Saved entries
══════════════════════════════

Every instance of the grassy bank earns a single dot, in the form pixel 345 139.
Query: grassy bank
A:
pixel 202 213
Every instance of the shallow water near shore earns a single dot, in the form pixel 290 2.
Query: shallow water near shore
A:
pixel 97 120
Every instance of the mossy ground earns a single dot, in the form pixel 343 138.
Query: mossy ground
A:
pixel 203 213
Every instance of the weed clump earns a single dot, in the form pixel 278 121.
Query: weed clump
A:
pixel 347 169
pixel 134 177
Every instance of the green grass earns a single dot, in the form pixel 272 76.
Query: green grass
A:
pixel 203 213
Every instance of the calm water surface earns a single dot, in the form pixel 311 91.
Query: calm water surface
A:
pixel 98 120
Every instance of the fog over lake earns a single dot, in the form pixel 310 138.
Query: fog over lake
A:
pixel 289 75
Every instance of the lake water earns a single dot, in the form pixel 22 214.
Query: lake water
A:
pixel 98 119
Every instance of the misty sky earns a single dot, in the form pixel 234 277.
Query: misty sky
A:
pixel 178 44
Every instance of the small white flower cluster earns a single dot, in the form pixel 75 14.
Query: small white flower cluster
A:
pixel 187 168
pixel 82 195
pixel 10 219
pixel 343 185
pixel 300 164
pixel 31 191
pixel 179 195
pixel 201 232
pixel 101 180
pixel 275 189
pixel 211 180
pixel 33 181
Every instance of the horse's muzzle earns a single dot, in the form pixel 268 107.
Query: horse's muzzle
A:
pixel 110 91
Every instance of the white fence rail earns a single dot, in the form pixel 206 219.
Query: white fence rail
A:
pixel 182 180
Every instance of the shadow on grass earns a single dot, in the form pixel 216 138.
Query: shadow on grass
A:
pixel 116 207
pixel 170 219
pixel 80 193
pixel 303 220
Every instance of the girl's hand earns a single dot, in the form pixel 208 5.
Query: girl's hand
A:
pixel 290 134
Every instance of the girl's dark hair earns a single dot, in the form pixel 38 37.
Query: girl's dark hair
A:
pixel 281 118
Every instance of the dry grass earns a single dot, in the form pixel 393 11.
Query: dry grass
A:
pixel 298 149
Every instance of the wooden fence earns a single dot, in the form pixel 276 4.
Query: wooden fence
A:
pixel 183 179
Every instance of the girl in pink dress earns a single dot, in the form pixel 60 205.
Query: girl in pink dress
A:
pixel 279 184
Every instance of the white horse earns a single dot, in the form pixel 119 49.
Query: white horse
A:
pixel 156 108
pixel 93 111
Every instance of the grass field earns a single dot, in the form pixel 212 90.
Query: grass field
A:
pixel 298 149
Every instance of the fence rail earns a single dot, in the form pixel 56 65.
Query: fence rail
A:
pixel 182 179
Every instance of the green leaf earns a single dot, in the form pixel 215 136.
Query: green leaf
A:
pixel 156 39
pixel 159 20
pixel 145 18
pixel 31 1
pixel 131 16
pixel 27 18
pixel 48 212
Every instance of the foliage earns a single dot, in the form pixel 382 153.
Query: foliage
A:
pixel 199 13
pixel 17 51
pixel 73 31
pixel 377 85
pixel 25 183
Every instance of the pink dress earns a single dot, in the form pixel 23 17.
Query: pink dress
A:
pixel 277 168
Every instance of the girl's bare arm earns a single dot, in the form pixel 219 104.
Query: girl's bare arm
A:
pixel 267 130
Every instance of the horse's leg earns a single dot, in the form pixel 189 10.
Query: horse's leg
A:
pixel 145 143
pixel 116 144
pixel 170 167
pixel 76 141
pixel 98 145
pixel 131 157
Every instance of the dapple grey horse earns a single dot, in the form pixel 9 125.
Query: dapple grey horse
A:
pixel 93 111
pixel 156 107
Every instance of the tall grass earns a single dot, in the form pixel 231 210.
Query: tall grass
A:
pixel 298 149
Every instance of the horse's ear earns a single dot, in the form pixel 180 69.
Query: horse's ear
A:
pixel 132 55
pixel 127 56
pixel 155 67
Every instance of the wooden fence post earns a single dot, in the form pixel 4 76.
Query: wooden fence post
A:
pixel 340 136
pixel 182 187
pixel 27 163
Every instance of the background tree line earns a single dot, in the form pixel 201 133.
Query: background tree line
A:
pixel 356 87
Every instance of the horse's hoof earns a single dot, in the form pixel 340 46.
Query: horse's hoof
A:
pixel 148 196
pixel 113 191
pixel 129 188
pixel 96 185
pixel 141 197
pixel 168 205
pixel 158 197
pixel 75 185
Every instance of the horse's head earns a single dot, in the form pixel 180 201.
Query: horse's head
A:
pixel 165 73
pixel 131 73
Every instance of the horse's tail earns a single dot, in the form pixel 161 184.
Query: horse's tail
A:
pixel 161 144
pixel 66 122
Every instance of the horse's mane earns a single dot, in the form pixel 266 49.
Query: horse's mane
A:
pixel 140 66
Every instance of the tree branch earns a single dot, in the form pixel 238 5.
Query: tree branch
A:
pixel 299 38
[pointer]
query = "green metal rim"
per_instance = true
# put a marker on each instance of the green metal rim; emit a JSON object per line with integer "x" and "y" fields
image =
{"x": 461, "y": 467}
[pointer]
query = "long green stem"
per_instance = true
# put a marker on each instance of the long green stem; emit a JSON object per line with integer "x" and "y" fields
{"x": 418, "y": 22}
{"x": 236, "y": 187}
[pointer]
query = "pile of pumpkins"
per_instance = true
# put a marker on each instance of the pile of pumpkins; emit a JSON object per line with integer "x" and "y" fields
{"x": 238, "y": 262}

══════════════════════════════

(Goal of the exercise): Both the first line of the records above and the line containing "Every instance of the calm" are to be transcribed exactly, together with every line between them, and nothing else.

(Worked solution):
Every instance of the grassy bank earns a single dot, in the form pixel 345 139.
Query: grassy bank
A:
pixel 202 213
Every instance of the shallow water near shore earns a single dot, in the form pixel 290 2.
Query: shallow water near shore
A:
pixel 97 120
Every instance of the mossy ground earns a single dot, in the form pixel 343 138.
Query: mossy ground
A:
pixel 203 213
Every instance of the weed clump earns a single dot, in the form pixel 278 121.
Query: weed clump
A:
pixel 347 169
pixel 134 177
Every instance of the green grass earns a single dot, in the form pixel 272 76.
Query: green grass
A:
pixel 203 213
Every instance of the calm water surface earns a single dot, in the form pixel 311 91.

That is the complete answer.